Data listing
____

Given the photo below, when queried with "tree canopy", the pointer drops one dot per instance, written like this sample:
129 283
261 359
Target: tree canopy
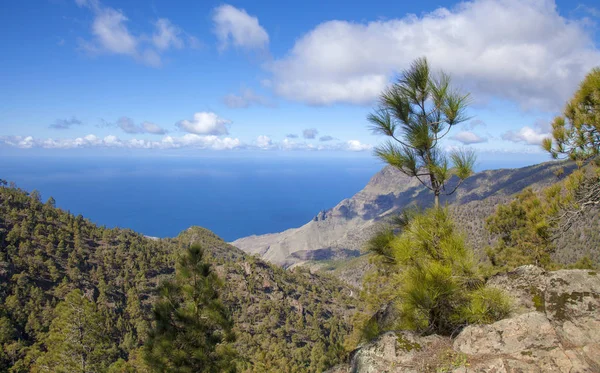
576 133
191 324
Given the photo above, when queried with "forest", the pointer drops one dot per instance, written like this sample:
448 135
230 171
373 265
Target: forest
77 297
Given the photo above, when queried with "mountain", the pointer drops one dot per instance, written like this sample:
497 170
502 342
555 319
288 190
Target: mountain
285 321
341 231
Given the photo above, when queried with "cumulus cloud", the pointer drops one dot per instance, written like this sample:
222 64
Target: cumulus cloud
236 27
468 137
471 125
189 140
310 133
63 124
155 129
112 36
129 126
246 98
111 141
519 50
529 135
264 142
205 123
357 146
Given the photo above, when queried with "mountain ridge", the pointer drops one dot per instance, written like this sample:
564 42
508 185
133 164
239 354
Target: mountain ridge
341 230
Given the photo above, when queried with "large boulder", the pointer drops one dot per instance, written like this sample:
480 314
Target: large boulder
555 327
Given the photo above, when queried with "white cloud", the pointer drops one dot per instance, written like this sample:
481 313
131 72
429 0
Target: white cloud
153 128
63 124
468 137
129 126
246 98
264 142
310 133
529 135
357 146
521 50
112 36
205 123
235 26
111 141
167 35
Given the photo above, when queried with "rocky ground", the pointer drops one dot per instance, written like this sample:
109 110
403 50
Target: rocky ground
555 327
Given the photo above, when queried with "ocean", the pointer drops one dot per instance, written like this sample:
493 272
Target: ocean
234 196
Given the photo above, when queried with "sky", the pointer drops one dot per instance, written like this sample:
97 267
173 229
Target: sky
204 77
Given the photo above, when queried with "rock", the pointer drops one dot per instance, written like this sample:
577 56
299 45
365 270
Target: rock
524 332
555 328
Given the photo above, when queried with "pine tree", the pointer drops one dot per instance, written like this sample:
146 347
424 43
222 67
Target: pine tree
416 113
76 341
191 325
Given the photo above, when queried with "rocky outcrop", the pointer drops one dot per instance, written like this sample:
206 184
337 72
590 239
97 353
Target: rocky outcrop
342 230
555 327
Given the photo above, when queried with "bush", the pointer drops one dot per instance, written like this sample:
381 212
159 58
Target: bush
486 305
439 289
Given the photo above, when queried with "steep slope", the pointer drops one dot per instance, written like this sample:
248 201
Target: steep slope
341 231
285 321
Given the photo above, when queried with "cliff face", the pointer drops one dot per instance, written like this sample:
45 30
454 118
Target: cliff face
342 230
555 327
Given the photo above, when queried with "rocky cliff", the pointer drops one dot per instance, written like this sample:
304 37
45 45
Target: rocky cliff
342 230
555 327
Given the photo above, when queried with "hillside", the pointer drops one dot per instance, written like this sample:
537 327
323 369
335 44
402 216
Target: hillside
285 321
341 231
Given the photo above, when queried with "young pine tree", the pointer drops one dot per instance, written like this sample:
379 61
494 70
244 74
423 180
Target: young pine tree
192 328
416 113
437 288
77 341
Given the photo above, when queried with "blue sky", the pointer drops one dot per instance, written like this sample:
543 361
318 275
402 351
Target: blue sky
207 76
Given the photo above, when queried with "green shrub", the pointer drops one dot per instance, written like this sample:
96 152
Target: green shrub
438 287
486 305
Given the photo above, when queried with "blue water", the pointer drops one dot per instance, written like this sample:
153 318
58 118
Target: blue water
233 195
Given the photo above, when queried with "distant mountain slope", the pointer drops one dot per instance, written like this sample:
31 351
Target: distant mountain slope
342 230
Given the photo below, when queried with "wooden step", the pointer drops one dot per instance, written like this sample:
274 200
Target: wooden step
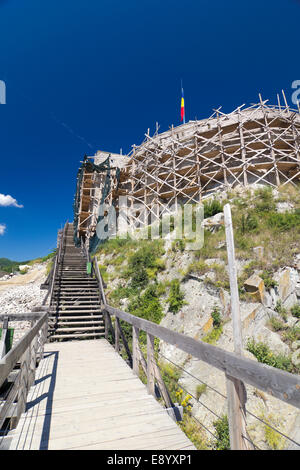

____

▶ **WRITTEN TASK**
Find every line in the material above that contains the word "ocean" and copy each one out in full.

▶ **RESULT OF THE EXERCISE**
Given the photo above, when queried with "ocean", the pointer drops one dot per instance, written like this sample:
Target: ocean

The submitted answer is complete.